[Object point labels]
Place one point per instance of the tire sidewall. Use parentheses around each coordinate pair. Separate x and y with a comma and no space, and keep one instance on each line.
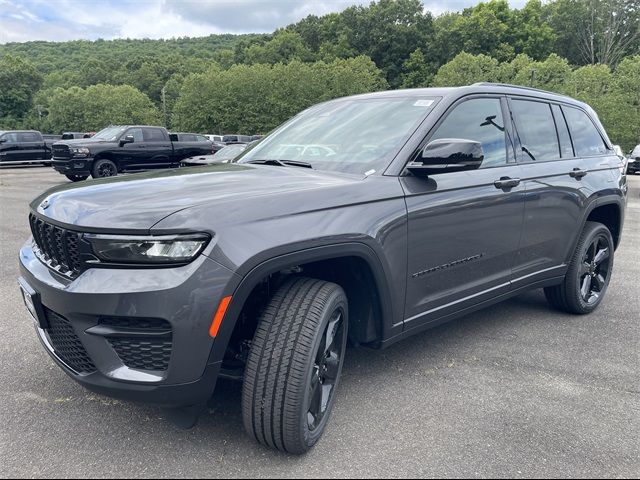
(337,300)
(575,285)
(98,164)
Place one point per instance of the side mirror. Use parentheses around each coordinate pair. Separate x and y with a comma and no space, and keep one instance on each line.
(127,139)
(448,155)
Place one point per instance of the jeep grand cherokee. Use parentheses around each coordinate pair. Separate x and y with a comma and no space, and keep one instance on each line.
(412,208)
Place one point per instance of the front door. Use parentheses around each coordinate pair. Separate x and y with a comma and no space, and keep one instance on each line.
(464,227)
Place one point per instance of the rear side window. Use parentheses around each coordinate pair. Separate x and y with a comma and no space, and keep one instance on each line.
(154,135)
(28,137)
(586,139)
(481,120)
(10,137)
(537,131)
(566,150)
(137,134)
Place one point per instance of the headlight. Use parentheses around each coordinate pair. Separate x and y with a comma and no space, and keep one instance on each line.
(80,152)
(166,249)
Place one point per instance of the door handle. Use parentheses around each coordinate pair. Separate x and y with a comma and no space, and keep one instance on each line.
(506,183)
(578,173)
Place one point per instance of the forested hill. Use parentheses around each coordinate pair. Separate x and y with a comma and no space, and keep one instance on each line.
(588,49)
(49,57)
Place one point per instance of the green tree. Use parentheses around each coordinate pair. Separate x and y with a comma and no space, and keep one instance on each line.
(416,71)
(257,98)
(283,47)
(19,81)
(466,69)
(98,106)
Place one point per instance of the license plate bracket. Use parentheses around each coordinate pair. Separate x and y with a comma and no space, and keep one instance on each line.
(31,300)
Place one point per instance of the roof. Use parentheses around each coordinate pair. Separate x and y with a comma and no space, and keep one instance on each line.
(483,87)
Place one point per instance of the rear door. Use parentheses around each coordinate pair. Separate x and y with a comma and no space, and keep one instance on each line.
(558,179)
(10,148)
(159,149)
(463,228)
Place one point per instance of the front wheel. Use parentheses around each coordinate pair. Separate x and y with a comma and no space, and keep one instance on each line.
(77,178)
(104,168)
(294,365)
(587,279)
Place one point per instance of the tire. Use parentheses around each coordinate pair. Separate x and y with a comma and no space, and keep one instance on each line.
(290,379)
(586,282)
(77,178)
(104,168)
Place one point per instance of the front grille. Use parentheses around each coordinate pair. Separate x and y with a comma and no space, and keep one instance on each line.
(66,344)
(56,247)
(149,349)
(61,152)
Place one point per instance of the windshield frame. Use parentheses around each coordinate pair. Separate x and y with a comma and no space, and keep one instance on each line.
(386,160)
(120,129)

_Problem requirements_
Output a faithful copy of the data, with each picture left out.

_Task result_
Place one point per instance of the tire sidewall. Use parentheses around each coordinate pair. Separate x and y with a comma and no space, and keep one instance on each line.
(337,300)
(575,285)
(98,164)
Place one point per instance of the side mirror. Use parentheses around each coordinate pair. Separate x and y with a comma and no space, and keep one instance on each line.
(127,139)
(448,155)
Place one point per instance of the jeep grand cherokee. Use parentheses around each coordinate pair. Separate x and y with a comma and no space, and keep one instance on each line.
(412,208)
Place one point per instance of the front door. Use parentheses around each coordinate pair. Separate x and y with a comma and no space, and keep one instance on each line.
(464,227)
Place one point per instance of the rear side window. Use parentheses around each coordinate pair. Separate x and y with a comma and no space, and keep one instance on each line.
(154,135)
(28,137)
(586,139)
(481,120)
(10,137)
(537,131)
(566,150)
(137,134)
Place one point per instance of the headlight. Use parentheses around each coordinate pair. Separate x and y with a comma and no space, and keep one instance on each line.
(80,152)
(166,249)
Place one point per instance of the door handle. Use parentheses around each coordinate pair. Separate x and y with a comma and no space, and keep one instance on each line.
(506,183)
(578,173)
Place one point per instance of the forested hill. Use parentheses around each coordinate pair. Separate x and y with a comma and no space, and keep one instance on each line.
(588,49)
(49,57)
Place one point per instance of the green tree. Use parentheses around each coordinate pair. Separate x and y with a comma and no space, and keep one instance on each line.
(416,71)
(257,98)
(283,47)
(19,81)
(466,69)
(98,106)
Place one point per instance of the license plate bracket. Use parentheses around each coordinate pair. Separate x and y with a comma and no space, and keep one instance on each line.
(31,300)
Place one point per instance of the roof. Use parentheses around each coordinate pair. Separate x and y with a comma and no space, and keep one instance on each line.
(483,87)
Place one point per instance of the rear door. Use parentheses around each coordinate pair. Separate x and y with a comma and no space, and keep one instance on each line.
(558,179)
(10,148)
(159,149)
(463,228)
Place one point per instance of the front wheel. Use parentheses around each coordinate pair. Separate x and y with a comma and no space, and keep one instance on each line.
(77,178)
(104,168)
(294,365)
(587,279)
Place one point per instance of the tire. Use parentheses around each coordinate pair. Separate x and y with a comma and no space, and keep one instance on each line.
(290,379)
(586,282)
(77,178)
(104,168)
Place one point per instance of the front grille. Use parentheses around each coordinate pair. Separate x and y with a comma and no space, and keep one instance on each line.
(66,344)
(56,247)
(149,349)
(61,152)
Place one point per instance of the windshield frame. Use parentheses around each coordinate pair. Separate x and y with a comma and no space, and keep one instance on each line.
(386,160)
(120,129)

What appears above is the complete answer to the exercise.